PROVIDED DATA:
--
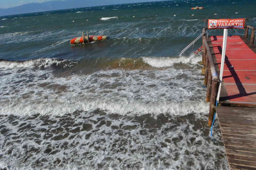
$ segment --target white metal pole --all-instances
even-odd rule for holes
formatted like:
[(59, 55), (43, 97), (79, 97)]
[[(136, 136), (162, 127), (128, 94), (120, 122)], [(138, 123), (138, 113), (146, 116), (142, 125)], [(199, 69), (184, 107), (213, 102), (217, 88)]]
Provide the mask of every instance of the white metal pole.
[(224, 64), (225, 62), (225, 56), (226, 54), (226, 47), (227, 45), (227, 38), (228, 36), (228, 29), (224, 29), (224, 33), (223, 34), (223, 43), (222, 44), (222, 54), (221, 55), (221, 64), (220, 65), (220, 86), (219, 87), (219, 91), (217, 96), (217, 101), (219, 103), (220, 99), (220, 89), (221, 88), (221, 83), (222, 82), (222, 77), (223, 75), (223, 70), (224, 68)]

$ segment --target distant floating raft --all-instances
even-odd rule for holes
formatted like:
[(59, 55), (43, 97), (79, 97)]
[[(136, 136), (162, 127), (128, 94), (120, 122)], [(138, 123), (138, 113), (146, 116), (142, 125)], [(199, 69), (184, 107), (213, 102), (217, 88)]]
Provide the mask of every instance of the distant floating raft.
[(93, 41), (105, 40), (109, 38), (109, 36), (104, 35), (88, 35), (87, 32), (87, 36), (85, 37), (83, 32), (83, 36), (74, 38), (70, 40), (70, 44), (78, 44), (90, 43)]
[(204, 8), (202, 7), (198, 7), (198, 6), (197, 6), (195, 8), (191, 8), (191, 9), (204, 9)]

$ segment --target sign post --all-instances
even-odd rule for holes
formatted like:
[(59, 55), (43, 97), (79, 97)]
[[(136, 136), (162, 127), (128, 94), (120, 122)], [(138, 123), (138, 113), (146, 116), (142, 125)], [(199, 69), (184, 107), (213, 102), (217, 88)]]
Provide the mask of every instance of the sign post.
[(220, 99), (220, 89), (221, 88), (221, 83), (222, 82), (222, 77), (223, 75), (223, 70), (224, 68), (224, 64), (225, 63), (225, 56), (226, 55), (226, 47), (227, 45), (227, 38), (228, 35), (228, 29), (224, 29), (224, 33), (223, 35), (223, 42), (222, 44), (222, 53), (221, 55), (221, 64), (220, 65), (220, 86), (217, 96), (217, 103), (219, 103)]

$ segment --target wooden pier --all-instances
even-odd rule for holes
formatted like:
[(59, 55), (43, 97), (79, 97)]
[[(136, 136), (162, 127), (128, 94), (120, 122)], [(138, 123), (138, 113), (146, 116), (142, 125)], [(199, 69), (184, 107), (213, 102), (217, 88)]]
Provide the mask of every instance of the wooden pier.
[[(252, 29), (250, 40), (248, 31)], [(203, 29), (204, 32), (207, 29)], [(220, 98), (216, 107), (223, 36), (203, 37), (202, 62), (210, 102), (208, 124), (217, 113), (229, 169), (256, 170), (256, 48), (255, 29), (228, 37)]]

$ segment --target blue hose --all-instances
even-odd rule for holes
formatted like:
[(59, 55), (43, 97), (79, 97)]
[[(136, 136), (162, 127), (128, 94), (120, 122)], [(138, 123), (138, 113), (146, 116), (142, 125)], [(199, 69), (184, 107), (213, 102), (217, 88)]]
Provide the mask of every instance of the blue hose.
[[(218, 101), (216, 101), (216, 106), (218, 105)], [(212, 136), (212, 129), (213, 128), (213, 126), (214, 125), (214, 120), (215, 120), (215, 117), (216, 116), (216, 112), (214, 113), (214, 117), (213, 118), (213, 121), (212, 121), (212, 124), (211, 125), (211, 135)]]
[(216, 112), (214, 113), (214, 118), (213, 118), (213, 121), (212, 122), (212, 124), (211, 125), (211, 135), (212, 136), (212, 129), (213, 128), (213, 125), (214, 125), (214, 120), (215, 120), (215, 116), (216, 116)]

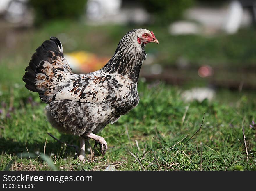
--
WORK TO DO: Reproduce the entries from their beginning up to and including the line containing "103), (219, 103)]", requests included. Shift every polygon vertex coordinate in the answers by adding 125 to each number, leave the requests and their format samples unchanged, and omit the pictures.

TASK RESULT:
$ segment --target white metal pole --all-instances
even-odd rule for holes
formatted like:
[(59, 55), (43, 97), (79, 97)]
[[(136, 136), (162, 127), (128, 94), (120, 122)], [(138, 123), (138, 113), (146, 116), (142, 125)], [(199, 69), (184, 107), (213, 102), (217, 88)]]
Provide the mask of every instance of the white metal pole.
[(349, 189), (350, 187), (350, 181), (351, 179), (351, 172), (352, 170), (352, 163), (353, 161), (353, 154), (349, 154), (349, 158), (348, 159), (348, 168), (347, 169), (347, 179), (346, 180), (346, 189), (345, 190), (345, 211), (344, 212), (344, 216), (342, 221), (342, 226), (344, 228), (345, 224), (345, 214), (346, 213), (346, 208), (347, 207), (347, 202), (348, 200), (348, 195), (349, 193)]

$ segment --target distant floating raft --all-instances
even-odd rule for holes
formatted like:
[(59, 55), (43, 97), (79, 97)]
[[(136, 136), (162, 127), (128, 94), (120, 122)], [(138, 123), (138, 113), (146, 116), (142, 125)], [(199, 69), (184, 107), (213, 102), (217, 88)]]
Provide the mask of every instance of the distant floating raft.
[(218, 166), (230, 165), (234, 163), (234, 161), (229, 160), (213, 160), (212, 157), (212, 161), (210, 162), (208, 157), (208, 161), (199, 163), (195, 165), (195, 169), (203, 169), (215, 168)]
[(329, 133), (327, 132), (323, 132), (323, 131), (322, 131), (320, 133), (316, 133), (316, 134), (329, 134)]

$ segment --target sign post --all-instances
even-odd rule for holes
formatted like:
[(59, 55), (43, 97), (79, 97)]
[[(136, 136), (162, 127), (128, 94), (120, 122)], [(138, 123), (138, 113), (146, 116), (142, 125)], [(199, 69), (184, 107), (213, 102), (217, 88)]]
Provide the mask of every instance of the sign post.
[(345, 224), (345, 214), (346, 213), (346, 208), (347, 207), (347, 202), (348, 200), (348, 195), (349, 193), (349, 189), (350, 188), (350, 181), (351, 180), (351, 172), (352, 170), (352, 163), (353, 160), (353, 154), (349, 154), (349, 158), (348, 160), (348, 167), (347, 169), (347, 178), (346, 180), (346, 189), (345, 190), (345, 211), (342, 221), (342, 228), (344, 228)]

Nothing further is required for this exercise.